Show each line in the rows below that contains the word "white".

++++

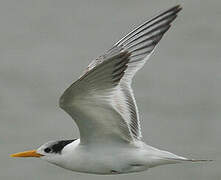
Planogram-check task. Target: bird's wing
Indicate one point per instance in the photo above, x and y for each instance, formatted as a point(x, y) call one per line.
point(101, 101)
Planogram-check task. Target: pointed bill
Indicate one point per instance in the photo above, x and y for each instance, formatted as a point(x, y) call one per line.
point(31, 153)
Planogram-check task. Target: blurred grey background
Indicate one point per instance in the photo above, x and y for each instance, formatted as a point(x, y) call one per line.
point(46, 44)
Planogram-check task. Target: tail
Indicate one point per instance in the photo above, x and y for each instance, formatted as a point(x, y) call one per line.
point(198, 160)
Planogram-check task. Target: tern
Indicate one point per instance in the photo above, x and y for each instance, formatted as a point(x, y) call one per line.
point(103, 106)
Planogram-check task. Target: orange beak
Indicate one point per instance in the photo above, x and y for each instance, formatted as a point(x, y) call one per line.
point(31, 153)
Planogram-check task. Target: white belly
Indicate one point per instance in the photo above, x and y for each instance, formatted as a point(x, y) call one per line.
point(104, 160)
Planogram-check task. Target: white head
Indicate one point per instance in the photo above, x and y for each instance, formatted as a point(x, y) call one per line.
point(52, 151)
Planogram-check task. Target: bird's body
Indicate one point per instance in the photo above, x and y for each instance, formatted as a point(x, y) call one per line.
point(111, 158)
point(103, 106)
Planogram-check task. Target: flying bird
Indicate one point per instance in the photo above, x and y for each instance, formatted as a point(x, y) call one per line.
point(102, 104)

++++

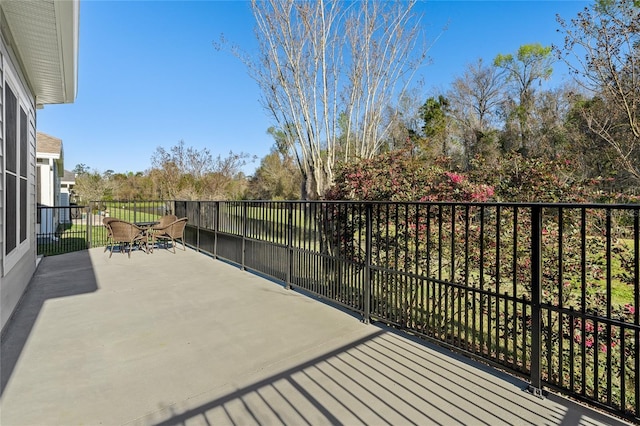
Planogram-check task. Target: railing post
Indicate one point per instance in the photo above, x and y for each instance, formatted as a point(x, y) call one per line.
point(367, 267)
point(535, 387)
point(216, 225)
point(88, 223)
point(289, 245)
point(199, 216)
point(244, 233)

++++

RESULT:
Planogram-check task. Target: white belly
Planogram-check task. Target: white head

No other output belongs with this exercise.